**Задания:**
a. Кто в отрывке о встрече с Рушди выступал от имени советской делегации?
b. Перепишите часть списка от его начала до строки с «13], [124, 5]]» включительно, вместе с запросами, и сдвиньте каждое число координат в ответах на 25. Ничего, кроме этой части, не приводите, картинки опустите.

**Цитируемый текст:**
.....

Но все мы вполне реально оказалась на одной, «российской панели», за одним столом заседаний. От имени «советской» делегации выступал Лев Аннинский. Я не слишком ждал от него ответа на мое сочинение: достаточно было того, что всех их выпустили за границу — это была первая, официально разрешенная, встреча советской элиты с эмиграцией. В ответ на мою идеологическую двуязычность Аннинский проводил хитроумные параллели между гитлеризмом и сталинизмом (западный Гитлер не лучше, мол, восточного Сталина), что неудивительно было в ту еще робкую «перестроечную» эпоху. Сидя по левую руку от Довлатова с Бродским на противоположном конце стола, я с ужасом наблюдал, как Салман в первом ряду что-то чиркает на листочках. Когда отзвучал Лев Аннинский и затихли аплодисменты (с синхронным переводом как минимум на четыре языка), наступила скучноватая пауза. И тут поднялся Рушди. Он спросил, почему Лев Аннинский не обсуждает эссе «Двуязычное меньшинство», где, по его мнению, Зиновий Зиник выдвинул против него, Салмана Рушди, ложные обвинения: он никогда не призывал к партийности в литературе и, тем более, не предлагал к штыку приравнять перо. Рушди, по его словам, лишь утверждает, что писатель по своей природе неизбежно входит в конфликтные отношения с обществом, становится политической фигурой по необходимости. Такая проницательная и безупречная интерпретация темы «политика и литература» несколько снижала пафос моего сочинения. Пафос этот, собственно, сводился к незамысловатому лозунгу «Долой литературу идеологических позиций — как советских, так и антисоветских» и был навеян исключительно российской ситуацией тех лет. Но в душе я прекрасно отдавал себе отчет, что тема поэта и толпы существовала еще до советской власти, как, впрочем, и тема тюрьмы, психбольницы («не дай мне Бог сойти с ума»), посоха и сумы — то есть эмиграции. Я все же вывернулся, ответив Рушди, что писатель должен чуждаться роли посредника между людьми и Богом, отдавать себе отчет в том, что идеи в литературе — персонажны, меняются от романа к роману. Писатель, в отличие от священника или политика, разделяет с одинаковым энтузиазмом идеи и взгляды каждого из своих героев. И именно поэтому письменный стол — не кафедра проповедника и не политическая платформа. Татьяна Толстая посмотрела на меня одобрительно.

.....

Записи из набора данных:
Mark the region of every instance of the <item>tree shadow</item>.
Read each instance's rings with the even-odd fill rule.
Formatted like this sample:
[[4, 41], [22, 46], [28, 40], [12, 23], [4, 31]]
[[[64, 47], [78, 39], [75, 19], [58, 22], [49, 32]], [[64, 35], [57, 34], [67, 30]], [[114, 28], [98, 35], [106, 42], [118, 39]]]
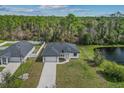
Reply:
[[91, 59], [84, 59], [85, 61], [87, 61], [88, 65], [91, 66], [91, 67], [96, 67], [96, 64], [94, 63], [93, 60]]

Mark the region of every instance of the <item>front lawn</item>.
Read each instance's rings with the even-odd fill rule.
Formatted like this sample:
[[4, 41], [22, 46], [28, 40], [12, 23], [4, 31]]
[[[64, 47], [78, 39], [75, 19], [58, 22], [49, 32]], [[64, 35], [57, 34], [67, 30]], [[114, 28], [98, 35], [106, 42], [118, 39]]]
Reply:
[[0, 67], [0, 72], [4, 69], [5, 67]]
[[13, 44], [12, 43], [7, 43], [7, 44], [2, 45], [2, 47], [11, 46], [11, 45], [13, 45]]
[[40, 49], [41, 45], [37, 44], [35, 45], [35, 50], [33, 51], [33, 53], [37, 53], [37, 51]]
[[[23, 63], [14, 75], [13, 78], [6, 87], [12, 88], [35, 88], [38, 85], [43, 64], [41, 62], [36, 62], [34, 59], [29, 59], [27, 62]], [[25, 81], [19, 79], [19, 76], [29, 73], [29, 78]]]
[[94, 48], [99, 45], [79, 46], [80, 58], [67, 64], [57, 65], [57, 87], [124, 87], [124, 82], [110, 82], [98, 74], [100, 67], [92, 67], [88, 59], [93, 59]]
[[3, 43], [4, 42], [4, 40], [0, 40], [0, 43]]

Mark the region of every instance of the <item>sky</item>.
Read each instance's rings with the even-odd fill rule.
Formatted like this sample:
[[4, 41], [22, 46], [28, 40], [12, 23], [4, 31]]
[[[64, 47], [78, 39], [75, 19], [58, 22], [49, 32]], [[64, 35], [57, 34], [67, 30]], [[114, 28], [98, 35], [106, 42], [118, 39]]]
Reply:
[[1, 5], [0, 15], [26, 16], [104, 16], [124, 13], [124, 5]]

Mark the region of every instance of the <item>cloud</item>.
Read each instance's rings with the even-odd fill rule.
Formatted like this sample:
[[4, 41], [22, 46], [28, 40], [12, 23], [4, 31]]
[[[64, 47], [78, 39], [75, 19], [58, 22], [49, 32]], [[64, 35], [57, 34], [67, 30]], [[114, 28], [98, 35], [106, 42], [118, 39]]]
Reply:
[[11, 6], [0, 6], [0, 11], [4, 12], [33, 12], [34, 10], [31, 8], [17, 8]]
[[66, 5], [41, 5], [41, 9], [60, 9], [60, 8], [65, 8], [67, 7]]

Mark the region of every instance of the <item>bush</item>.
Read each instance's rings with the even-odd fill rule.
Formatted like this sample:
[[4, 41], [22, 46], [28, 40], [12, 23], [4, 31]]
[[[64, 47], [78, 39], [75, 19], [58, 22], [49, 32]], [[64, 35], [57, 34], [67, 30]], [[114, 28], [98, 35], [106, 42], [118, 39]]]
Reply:
[[95, 50], [93, 61], [96, 66], [99, 66], [101, 63], [103, 63], [104, 57], [102, 56], [102, 54], [99, 50]]
[[124, 67], [114, 62], [104, 62], [101, 64], [102, 72], [107, 80], [113, 82], [124, 81]]

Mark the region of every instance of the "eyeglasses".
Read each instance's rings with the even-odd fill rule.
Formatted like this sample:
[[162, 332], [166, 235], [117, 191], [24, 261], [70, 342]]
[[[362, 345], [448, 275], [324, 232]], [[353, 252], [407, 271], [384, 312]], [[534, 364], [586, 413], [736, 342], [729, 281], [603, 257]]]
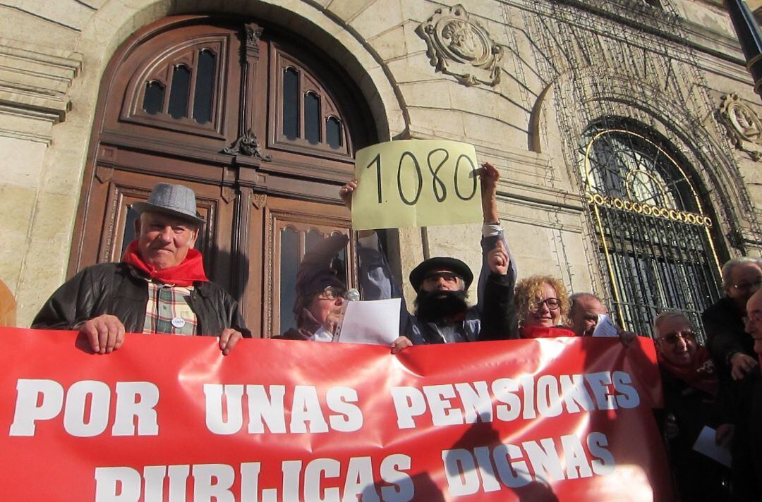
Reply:
[[561, 307], [561, 302], [559, 302], [557, 298], [546, 298], [544, 300], [537, 302], [534, 305], [530, 305], [530, 311], [536, 312], [539, 310], [539, 308], [543, 306], [543, 304], [548, 308], [548, 310], [558, 310]]
[[426, 274], [426, 277], [424, 277], [424, 282], [433, 284], [438, 283], [440, 279], [443, 279], [446, 283], [455, 283], [462, 277], [453, 272], [431, 272]]
[[335, 300], [344, 296], [347, 290], [335, 286], [326, 286], [325, 289], [318, 295], [318, 298], [323, 300]]
[[750, 321], [754, 323], [762, 324], [762, 312], [751, 312], [744, 318], [744, 325], [747, 325]]
[[664, 336], [659, 337], [661, 340], [670, 345], [674, 345], [677, 343], [677, 338], [682, 338], [684, 341], [696, 341], [696, 334], [693, 331], [677, 331], [677, 333], [668, 333]]
[[757, 279], [753, 283], [741, 283], [740, 284], [733, 284], [733, 288], [735, 289], [740, 289], [741, 291], [748, 291], [749, 289], [758, 288], [762, 286], [762, 278]]

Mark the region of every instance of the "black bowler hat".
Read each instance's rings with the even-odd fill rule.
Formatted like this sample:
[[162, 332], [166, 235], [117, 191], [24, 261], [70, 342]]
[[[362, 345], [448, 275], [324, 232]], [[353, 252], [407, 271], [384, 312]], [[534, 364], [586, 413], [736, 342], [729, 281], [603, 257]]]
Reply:
[[465, 283], [464, 289], [468, 289], [474, 280], [474, 274], [471, 273], [471, 269], [460, 260], [438, 256], [424, 260], [410, 273], [410, 283], [413, 285], [414, 289], [418, 291], [421, 289], [421, 285], [423, 283], [424, 279], [426, 278], [426, 274], [431, 270], [450, 270], [453, 273], [460, 276]]

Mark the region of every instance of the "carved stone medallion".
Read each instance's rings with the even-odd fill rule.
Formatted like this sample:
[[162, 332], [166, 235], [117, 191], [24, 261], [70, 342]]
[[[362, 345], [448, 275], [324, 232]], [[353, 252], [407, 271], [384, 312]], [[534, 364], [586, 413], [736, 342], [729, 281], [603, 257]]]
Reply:
[[719, 115], [735, 146], [755, 161], [762, 158], [762, 121], [735, 92], [722, 96]]
[[498, 63], [503, 48], [470, 18], [463, 5], [447, 11], [437, 9], [415, 32], [426, 40], [426, 53], [437, 72], [453, 75], [464, 85], [495, 86], [500, 82]]
[[270, 155], [262, 152], [262, 145], [259, 144], [257, 135], [251, 129], [246, 131], [245, 134], [239, 136], [230, 146], [223, 148], [222, 152], [231, 155], [258, 157], [268, 162], [272, 160]]

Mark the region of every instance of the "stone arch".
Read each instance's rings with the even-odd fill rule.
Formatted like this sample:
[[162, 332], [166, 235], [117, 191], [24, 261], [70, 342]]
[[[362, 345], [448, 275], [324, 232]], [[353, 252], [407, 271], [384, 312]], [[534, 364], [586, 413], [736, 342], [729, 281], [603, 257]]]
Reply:
[[[214, 12], [258, 18], [300, 34], [331, 56], [357, 83], [370, 106], [376, 130], [382, 138], [389, 139], [408, 126], [402, 96], [395, 91], [390, 75], [385, 72], [379, 56], [344, 20], [328, 9], [319, 9], [308, 2], [284, 0], [142, 0], [133, 5], [134, 7], [127, 8], [120, 2], [107, 2], [85, 26], [76, 50], [82, 53], [85, 64], [97, 70], [90, 72], [87, 77], [91, 85], [81, 86], [83, 91], [89, 89], [89, 92], [72, 96], [74, 99], [94, 103], [98, 86], [91, 85], [92, 80], [100, 80], [117, 48], [139, 28], [165, 16]], [[114, 22], [115, 19], [119, 20], [118, 24]], [[88, 108], [91, 110], [91, 107]]]
[[[584, 93], [580, 89], [584, 89]], [[565, 114], [572, 117], [571, 120], [564, 121], [558, 114], [562, 95], [584, 95], [584, 99], [564, 100]], [[724, 139], [718, 138], [722, 134], [719, 128], [708, 129], [706, 125], [711, 126], [712, 123], [700, 119], [696, 111], [711, 114], [712, 110], [686, 110], [649, 83], [611, 69], [569, 70], [547, 86], [536, 103], [530, 148], [547, 153], [555, 165], [565, 165], [572, 187], [579, 191], [577, 159], [569, 145], [582, 137], [589, 123], [609, 113], [653, 128], [686, 157], [690, 170], [689, 181], [716, 215], [721, 227], [716, 235], [728, 249], [736, 244], [728, 235], [738, 235], [742, 229], [759, 232], [760, 222], [738, 168]]]

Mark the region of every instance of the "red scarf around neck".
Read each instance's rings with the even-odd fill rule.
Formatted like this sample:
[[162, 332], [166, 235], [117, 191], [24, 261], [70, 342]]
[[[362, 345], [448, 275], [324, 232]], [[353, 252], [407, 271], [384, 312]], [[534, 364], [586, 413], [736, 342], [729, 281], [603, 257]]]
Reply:
[[522, 338], [555, 338], [557, 337], [573, 337], [574, 331], [561, 326], [547, 328], [546, 326], [522, 326], [519, 328], [519, 336]]
[[690, 363], [678, 366], [668, 361], [661, 353], [657, 353], [659, 366], [667, 373], [674, 375], [683, 382], [713, 396], [717, 395], [719, 382], [714, 362], [706, 347], [699, 345], [696, 349]]
[[174, 284], [175, 286], [187, 287], [193, 286], [194, 282], [197, 280], [202, 282], [209, 280], [203, 271], [201, 253], [195, 249], [188, 250], [187, 256], [179, 265], [157, 270], [143, 261], [138, 251], [138, 241], [136, 240], [130, 242], [127, 248], [124, 250], [122, 261], [144, 273], [151, 280], [164, 284]]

.....

**Ответы к заданиям:**
a. Лев Аннинский.

b.
Mark the region of every instance of the <item>tree shadow</item>.
Read each instance's rings with the even-odd fill rule.
Formatted like this sample:
[[4, 41], [22, 46], [28, 40], [12, 23], [4, 31]]
[[[64, 47], [78, 39], [75, 19], [58, 22], [49, 32]], [[64, 35], [57, 34], [67, 30]], [[114, 28], [98, 35], [106, 42], [118, 39]]]
Reply:
[[116, 84], [109, 84], [110, 86], [112, 86], [113, 90], [116, 91], [116, 92], [121, 92], [121, 89], [119, 88], [118, 85]]

Mark the region of every instance of the <item>front lawn</item>.
Read each instance's rings with the even-odd fill rule.
Formatted like this sample:
[[4, 41], [22, 46], [28, 40], [12, 23], [4, 31]]
[[[64, 47], [78, 39], [75, 19], [58, 22], [49, 32]], [[64, 35], [57, 34], [67, 30]], [[114, 28], [98, 35], [106, 42], [118, 39]]]
Reply:
[[25, 92], [25, 97], [29, 94], [30, 92]]
[[38, 69], [37, 68], [32, 68], [32, 69], [27, 70], [27, 72], [36, 71], [36, 70], [38, 70]]
[[65, 74], [66, 70], [62, 69], [60, 70], [60, 75], [58, 76], [58, 78], [62, 78], [62, 76]]
[[[48, 88], [39, 100], [38, 103], [31, 112], [37, 113], [60, 113], [63, 110], [68, 89], [66, 87], [61, 87], [59, 84], [54, 84], [52, 87]], [[50, 106], [44, 104], [44, 101], [54, 98], [54, 103]]]
[[119, 73], [124, 70], [104, 71], [105, 83], [92, 89], [82, 90], [82, 112], [149, 112], [149, 107], [135, 107], [123, 99], [125, 92], [117, 92], [113, 84], [118, 84]]
[[28, 68], [29, 67], [29, 65], [25, 65], [25, 68]]

Mark the region of every instance of the <item>sky</item>.
Read each instance's rings with the even-odd fill rule.
Formatted like this sample:
[[4, 41], [22, 46], [28, 40], [12, 23], [4, 31]]
[[[64, 47], [78, 39], [75, 19], [58, 22], [49, 32]], [[64, 35], [57, 34], [67, 30]], [[114, 28], [98, 35], [106, 42], [118, 39]]]
Reply:
[[26, 30], [25, 40], [51, 41], [129, 41], [149, 38], [149, 30]]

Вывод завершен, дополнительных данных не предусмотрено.